======== EXCERPTED DATA ========
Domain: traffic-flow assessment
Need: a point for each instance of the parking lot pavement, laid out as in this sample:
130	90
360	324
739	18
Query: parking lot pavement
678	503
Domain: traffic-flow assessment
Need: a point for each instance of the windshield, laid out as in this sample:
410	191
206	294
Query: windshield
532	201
========
THE EXERCISE.
Copy the records above verbatim, keeping every line as it appears.

FULL RESPONSE.
Domain: traffic-flow assessment
Need: a point for each instance of the parking lot pavement, laid out as in this sample:
130	90
360	324
739	18
Query: parking lot pavement
678	503
Domain: traffic-flow assessment
Need: a point for each instance of the windshield, laid out as in this sample:
410	191
206	294
Query: windshield
532	201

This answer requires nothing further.